One of Australia's main exchange traded fund (ETF) providers will launch an ETF based on the clean energy sector.
VanEck is finalising preparation of the Vectors Global Clean Energy ETF (ASX: CLNE), which is expected to commence trading on the ASX in coming weeks. CLNE will track the S&P Global Clean Energy Index, which has delivered a one-year total return of 116.0% as of 29 January 2021.
"The demand for clean, green energy and the inevitable transition away from scarce non-renewable fuels is a global mega-trend offering huge investment potential," said Arian Neiron, managing director and head of Asia Pacific, VanEck, "In an Australian first, investors will soon be able to invest in an ETF of global clean energy and technology companies that are positioned to benefit from this structural shift that has the potential to transform industries, society and the world."

Free-text object descriptions:
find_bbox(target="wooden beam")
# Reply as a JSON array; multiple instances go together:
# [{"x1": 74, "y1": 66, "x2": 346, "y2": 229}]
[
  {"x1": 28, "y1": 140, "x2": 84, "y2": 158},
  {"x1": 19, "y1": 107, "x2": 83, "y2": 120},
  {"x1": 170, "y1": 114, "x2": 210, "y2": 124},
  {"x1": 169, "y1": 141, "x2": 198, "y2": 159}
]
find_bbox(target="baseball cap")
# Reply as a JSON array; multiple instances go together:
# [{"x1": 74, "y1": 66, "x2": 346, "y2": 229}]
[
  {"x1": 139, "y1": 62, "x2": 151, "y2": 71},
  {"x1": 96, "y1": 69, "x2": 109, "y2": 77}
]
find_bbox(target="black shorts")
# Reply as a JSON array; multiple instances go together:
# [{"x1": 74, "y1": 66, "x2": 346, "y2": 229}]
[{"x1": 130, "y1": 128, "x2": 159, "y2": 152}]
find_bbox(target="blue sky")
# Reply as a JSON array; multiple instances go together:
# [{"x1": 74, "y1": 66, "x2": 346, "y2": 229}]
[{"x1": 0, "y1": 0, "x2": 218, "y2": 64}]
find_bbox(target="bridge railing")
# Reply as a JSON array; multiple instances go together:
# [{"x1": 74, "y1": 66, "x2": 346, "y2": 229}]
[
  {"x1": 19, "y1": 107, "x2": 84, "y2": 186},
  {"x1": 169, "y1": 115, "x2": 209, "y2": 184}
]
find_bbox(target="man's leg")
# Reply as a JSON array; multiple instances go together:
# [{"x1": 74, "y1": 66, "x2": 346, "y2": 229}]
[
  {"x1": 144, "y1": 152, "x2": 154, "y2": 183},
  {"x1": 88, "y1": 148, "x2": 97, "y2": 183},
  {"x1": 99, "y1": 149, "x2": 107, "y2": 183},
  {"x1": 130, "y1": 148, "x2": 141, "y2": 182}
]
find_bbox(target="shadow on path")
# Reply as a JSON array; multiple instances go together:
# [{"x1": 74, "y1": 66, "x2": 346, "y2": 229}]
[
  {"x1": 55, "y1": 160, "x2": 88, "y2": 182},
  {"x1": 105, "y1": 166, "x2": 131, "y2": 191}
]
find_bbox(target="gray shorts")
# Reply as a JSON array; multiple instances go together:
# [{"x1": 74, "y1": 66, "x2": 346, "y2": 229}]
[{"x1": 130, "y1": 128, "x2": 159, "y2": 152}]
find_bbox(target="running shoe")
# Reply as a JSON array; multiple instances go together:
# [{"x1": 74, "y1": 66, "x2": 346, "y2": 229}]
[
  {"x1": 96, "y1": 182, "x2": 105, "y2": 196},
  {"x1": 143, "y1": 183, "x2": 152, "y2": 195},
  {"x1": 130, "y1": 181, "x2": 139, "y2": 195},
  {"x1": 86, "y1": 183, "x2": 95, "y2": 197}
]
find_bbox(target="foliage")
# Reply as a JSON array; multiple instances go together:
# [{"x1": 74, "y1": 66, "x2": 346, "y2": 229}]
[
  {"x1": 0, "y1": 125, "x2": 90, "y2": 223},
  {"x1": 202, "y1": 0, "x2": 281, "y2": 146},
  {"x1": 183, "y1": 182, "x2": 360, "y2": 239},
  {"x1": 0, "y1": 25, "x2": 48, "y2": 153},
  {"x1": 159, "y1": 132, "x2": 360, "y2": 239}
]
---
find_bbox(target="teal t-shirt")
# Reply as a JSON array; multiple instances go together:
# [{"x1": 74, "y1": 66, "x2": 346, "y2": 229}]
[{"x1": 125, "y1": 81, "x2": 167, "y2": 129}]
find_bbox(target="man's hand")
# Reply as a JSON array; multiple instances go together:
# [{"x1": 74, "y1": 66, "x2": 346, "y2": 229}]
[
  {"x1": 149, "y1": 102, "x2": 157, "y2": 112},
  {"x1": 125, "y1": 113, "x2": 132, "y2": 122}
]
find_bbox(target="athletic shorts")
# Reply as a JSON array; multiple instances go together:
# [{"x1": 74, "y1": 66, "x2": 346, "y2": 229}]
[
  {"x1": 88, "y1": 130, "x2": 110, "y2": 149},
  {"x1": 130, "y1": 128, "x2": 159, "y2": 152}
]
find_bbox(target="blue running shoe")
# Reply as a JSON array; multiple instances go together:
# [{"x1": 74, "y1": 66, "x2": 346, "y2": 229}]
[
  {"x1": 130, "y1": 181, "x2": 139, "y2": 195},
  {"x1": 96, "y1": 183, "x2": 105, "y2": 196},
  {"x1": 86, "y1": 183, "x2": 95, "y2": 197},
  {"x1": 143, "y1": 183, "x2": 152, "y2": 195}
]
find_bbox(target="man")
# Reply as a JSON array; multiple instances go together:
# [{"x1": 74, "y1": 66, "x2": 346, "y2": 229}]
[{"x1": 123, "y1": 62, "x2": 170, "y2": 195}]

WORK ITEM A ▸ According to the passage about the clean energy ETF, which index will CLNE track?
WORK ITEM B ▸ Summarize the passage about the clean energy ETF in two sentences.
WORK ITEM C ▸ Continue the passage about the clean energy ETF, picking up after its final sentence.

WRITTEN RESPONSE A ▸ The S&P Global Clean Energy Index.

WRITTEN RESPONSE B ▸ VanEck is finalising the Vectors Global Clean Energy ETF (ASX: CLNE), which is expected to begin trading on the ASX in coming weeks and will track the S&P Global Clean Energy Index, which returned 116.0% over the year to 29 January 2021. Arian Neiron of VanEck called the shift to clean energy a global mega-trend with huge investment potential and said that, in an Australian first, investors will soon be able to buy an ETF of global clean energy and technology companies.

WRITTEN RESPONSE C ▸
VanEck cited statistics from the US Energy Information Administration (EIA) forecasts, pointing out that power generation coming from renewable sources, such as wind, solar, hydro, and geothermal, should provide almost half of the world's electricity generation by 2050. A number of national governments have adopted renewable energy policies and net zero targets by mid-century , all intended to comply with the targets of the Paris Cimate Agreement to achieve a climate-neutral world by 2050 and to cap the rise in global average temperature to below 2C above pre-industrial levels.
"US President Joe Biden has brought renewed hope that the world will work harder to meet the Paris climate agreement, to which the US has re-committed," Neiron said. "Biden has promised to spend US$2 trillion on clean energy projects over the next four years. Elsewhere around the globe, money is pouring into the sector to invest in renewable energy projects."
CLNE offers targeted exposure to the largest global companies with low carbon footprints involved in clean energy production or businesses that produce technology related to clean energy production, from both developed and emerging markets.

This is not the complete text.